Scan the entries below and extract each line with the word "jersey" in it.
[Opening SUPPLIED MATERIAL section]
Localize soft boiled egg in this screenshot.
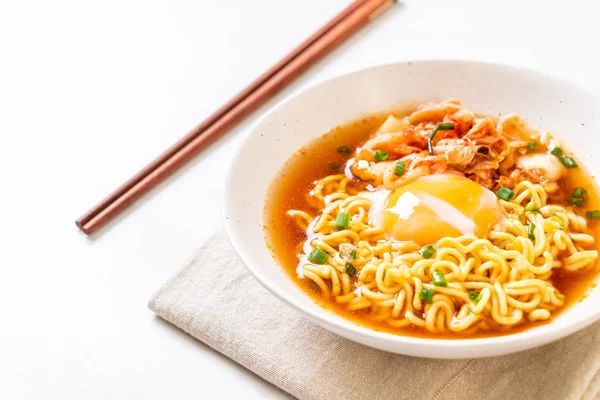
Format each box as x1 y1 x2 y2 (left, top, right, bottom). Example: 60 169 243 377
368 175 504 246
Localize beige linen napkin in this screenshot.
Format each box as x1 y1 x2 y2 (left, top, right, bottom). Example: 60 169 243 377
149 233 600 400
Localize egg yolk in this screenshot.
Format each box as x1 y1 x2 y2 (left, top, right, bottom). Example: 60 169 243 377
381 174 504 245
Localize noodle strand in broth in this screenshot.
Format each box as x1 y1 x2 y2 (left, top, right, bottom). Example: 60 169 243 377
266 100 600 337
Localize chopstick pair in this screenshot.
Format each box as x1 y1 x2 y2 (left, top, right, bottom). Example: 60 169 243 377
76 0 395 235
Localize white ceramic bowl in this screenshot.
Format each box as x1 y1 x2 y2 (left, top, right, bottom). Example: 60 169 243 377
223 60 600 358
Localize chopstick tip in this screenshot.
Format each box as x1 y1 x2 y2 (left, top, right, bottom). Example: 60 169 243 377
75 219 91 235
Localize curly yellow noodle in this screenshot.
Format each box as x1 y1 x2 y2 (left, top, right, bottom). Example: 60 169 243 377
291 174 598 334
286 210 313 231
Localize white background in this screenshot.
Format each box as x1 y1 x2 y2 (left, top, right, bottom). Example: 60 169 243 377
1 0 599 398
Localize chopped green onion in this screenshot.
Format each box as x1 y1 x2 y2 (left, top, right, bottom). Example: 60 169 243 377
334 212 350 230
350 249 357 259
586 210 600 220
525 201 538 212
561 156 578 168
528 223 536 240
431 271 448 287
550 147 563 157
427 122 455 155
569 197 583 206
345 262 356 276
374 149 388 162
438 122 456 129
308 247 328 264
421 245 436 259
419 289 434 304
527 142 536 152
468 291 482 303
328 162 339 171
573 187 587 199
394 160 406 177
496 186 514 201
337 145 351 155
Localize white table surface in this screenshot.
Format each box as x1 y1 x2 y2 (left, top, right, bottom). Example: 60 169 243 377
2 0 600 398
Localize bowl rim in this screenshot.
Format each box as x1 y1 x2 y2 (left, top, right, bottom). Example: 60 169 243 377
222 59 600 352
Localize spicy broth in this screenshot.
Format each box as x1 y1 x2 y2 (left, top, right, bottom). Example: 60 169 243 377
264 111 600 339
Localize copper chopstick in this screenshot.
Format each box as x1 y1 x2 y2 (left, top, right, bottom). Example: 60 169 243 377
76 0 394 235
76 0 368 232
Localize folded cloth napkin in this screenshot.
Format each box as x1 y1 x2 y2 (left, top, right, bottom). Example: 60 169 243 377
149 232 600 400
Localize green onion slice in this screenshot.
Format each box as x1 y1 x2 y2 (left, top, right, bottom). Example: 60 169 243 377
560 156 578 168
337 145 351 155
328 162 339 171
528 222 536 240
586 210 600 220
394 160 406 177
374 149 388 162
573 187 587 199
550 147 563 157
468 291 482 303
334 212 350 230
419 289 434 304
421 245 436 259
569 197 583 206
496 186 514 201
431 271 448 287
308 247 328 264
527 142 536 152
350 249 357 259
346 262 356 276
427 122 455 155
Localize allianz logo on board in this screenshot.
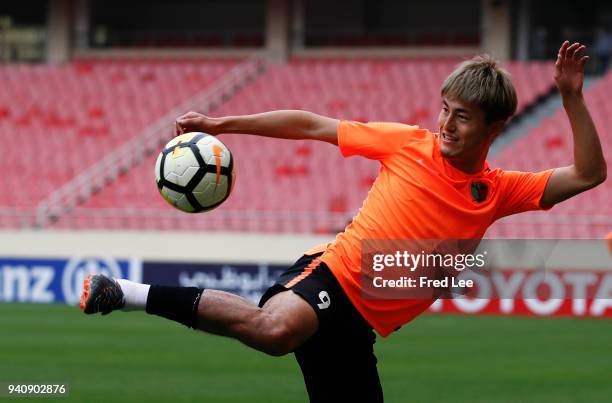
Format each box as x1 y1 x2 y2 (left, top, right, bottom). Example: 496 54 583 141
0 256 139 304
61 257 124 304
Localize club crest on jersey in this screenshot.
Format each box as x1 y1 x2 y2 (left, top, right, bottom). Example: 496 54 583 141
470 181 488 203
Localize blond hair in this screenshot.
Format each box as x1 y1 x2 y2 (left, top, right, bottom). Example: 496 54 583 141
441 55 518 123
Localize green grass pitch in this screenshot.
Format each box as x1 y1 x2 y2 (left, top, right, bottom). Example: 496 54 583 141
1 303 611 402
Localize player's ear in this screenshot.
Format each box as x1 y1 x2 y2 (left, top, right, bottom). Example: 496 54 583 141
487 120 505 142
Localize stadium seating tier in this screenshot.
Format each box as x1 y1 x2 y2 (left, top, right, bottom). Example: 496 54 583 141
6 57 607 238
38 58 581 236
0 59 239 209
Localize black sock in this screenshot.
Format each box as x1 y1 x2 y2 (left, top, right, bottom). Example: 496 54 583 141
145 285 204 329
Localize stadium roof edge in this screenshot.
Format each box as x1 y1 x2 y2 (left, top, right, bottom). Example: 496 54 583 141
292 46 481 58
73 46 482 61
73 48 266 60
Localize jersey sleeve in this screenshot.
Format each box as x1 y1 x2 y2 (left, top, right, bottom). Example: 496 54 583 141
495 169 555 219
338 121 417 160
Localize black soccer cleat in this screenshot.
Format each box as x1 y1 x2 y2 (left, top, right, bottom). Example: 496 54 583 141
[Closing SUPPLIED MATERIAL section]
FINAL ANSWER ::
Localize club crest on jersey in this screenshot.
Localize jersey sleeve in this screenshot.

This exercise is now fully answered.